═══ Supplied data ═══
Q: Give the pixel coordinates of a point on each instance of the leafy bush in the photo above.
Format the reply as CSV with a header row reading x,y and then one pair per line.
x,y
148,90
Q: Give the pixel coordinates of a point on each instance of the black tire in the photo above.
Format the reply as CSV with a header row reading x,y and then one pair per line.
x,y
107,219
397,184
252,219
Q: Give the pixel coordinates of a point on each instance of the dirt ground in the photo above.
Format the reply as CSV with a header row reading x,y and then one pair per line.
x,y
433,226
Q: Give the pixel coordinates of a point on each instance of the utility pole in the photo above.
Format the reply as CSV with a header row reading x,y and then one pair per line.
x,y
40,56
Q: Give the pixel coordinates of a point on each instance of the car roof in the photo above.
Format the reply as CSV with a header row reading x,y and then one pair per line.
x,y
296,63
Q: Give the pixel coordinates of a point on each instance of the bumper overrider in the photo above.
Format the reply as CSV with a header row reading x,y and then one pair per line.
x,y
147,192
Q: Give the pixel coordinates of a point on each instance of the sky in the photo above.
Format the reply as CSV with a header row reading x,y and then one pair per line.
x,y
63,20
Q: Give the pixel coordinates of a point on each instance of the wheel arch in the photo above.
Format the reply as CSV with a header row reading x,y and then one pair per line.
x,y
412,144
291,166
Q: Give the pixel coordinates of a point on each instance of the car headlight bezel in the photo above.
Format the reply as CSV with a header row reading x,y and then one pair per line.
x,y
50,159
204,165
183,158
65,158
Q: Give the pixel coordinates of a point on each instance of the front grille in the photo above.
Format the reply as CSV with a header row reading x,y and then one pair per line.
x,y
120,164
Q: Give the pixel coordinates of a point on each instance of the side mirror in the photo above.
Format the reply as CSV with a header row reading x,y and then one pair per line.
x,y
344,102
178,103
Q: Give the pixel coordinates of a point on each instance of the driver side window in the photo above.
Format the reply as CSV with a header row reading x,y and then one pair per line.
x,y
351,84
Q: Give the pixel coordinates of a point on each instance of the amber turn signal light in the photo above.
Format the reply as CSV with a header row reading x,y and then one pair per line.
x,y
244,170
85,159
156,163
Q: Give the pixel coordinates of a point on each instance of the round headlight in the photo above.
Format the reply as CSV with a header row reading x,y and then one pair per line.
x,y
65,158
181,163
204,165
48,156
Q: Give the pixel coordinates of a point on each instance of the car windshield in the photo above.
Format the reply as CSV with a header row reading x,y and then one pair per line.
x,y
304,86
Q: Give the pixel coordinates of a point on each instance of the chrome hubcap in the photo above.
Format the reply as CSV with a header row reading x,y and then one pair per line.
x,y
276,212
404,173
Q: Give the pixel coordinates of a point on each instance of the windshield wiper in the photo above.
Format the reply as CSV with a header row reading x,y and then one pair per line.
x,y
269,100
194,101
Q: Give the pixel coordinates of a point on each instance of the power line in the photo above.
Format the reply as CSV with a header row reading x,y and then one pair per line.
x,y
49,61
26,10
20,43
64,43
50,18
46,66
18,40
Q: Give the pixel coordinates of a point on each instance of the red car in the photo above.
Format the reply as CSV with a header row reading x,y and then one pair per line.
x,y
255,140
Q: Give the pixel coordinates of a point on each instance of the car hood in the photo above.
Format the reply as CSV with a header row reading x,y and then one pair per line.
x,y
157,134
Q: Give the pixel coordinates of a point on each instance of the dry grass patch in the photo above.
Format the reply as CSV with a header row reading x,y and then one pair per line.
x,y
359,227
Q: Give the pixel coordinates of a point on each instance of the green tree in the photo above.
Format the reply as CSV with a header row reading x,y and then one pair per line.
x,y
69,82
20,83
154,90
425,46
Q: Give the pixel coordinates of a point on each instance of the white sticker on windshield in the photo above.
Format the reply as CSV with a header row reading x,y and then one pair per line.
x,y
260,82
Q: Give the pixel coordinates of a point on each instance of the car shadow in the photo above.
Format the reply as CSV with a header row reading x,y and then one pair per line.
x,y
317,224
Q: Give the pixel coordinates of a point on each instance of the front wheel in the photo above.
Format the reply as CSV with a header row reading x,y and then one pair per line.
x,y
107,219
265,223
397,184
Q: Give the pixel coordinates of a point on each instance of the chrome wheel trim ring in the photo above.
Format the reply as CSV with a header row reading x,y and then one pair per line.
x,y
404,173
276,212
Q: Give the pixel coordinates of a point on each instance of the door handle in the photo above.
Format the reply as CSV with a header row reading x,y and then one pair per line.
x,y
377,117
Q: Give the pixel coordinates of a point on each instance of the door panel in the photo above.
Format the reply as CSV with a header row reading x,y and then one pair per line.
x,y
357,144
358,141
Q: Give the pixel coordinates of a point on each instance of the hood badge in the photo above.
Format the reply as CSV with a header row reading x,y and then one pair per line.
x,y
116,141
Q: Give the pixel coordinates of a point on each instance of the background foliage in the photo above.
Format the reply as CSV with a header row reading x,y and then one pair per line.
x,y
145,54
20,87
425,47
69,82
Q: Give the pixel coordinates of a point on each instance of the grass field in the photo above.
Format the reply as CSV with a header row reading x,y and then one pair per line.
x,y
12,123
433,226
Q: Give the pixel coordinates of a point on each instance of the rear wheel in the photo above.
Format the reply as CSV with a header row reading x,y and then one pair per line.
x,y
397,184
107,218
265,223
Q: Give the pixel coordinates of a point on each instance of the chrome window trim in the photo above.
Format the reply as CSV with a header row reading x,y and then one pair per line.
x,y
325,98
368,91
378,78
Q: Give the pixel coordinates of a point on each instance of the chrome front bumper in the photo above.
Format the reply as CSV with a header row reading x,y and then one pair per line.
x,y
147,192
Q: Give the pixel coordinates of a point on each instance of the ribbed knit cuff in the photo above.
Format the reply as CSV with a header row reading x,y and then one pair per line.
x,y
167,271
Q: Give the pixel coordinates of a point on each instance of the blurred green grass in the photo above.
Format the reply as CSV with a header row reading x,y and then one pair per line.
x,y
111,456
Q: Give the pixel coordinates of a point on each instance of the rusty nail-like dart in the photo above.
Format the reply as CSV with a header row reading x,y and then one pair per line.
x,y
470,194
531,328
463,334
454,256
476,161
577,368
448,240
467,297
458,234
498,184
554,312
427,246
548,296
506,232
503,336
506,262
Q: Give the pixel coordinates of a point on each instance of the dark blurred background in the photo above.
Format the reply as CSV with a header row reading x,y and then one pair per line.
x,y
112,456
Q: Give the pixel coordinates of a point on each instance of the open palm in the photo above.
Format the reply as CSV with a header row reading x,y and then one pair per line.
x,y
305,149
═══
### Work to be completed
Copy all lines above where "blurred" is present.

### The completed task
Q: Give the pixel coordinates of a point on each instance of the blurred green grass in the photo above.
Q: Give the pixel coordinates of a point on each instance of the dark blurred background in the photo above.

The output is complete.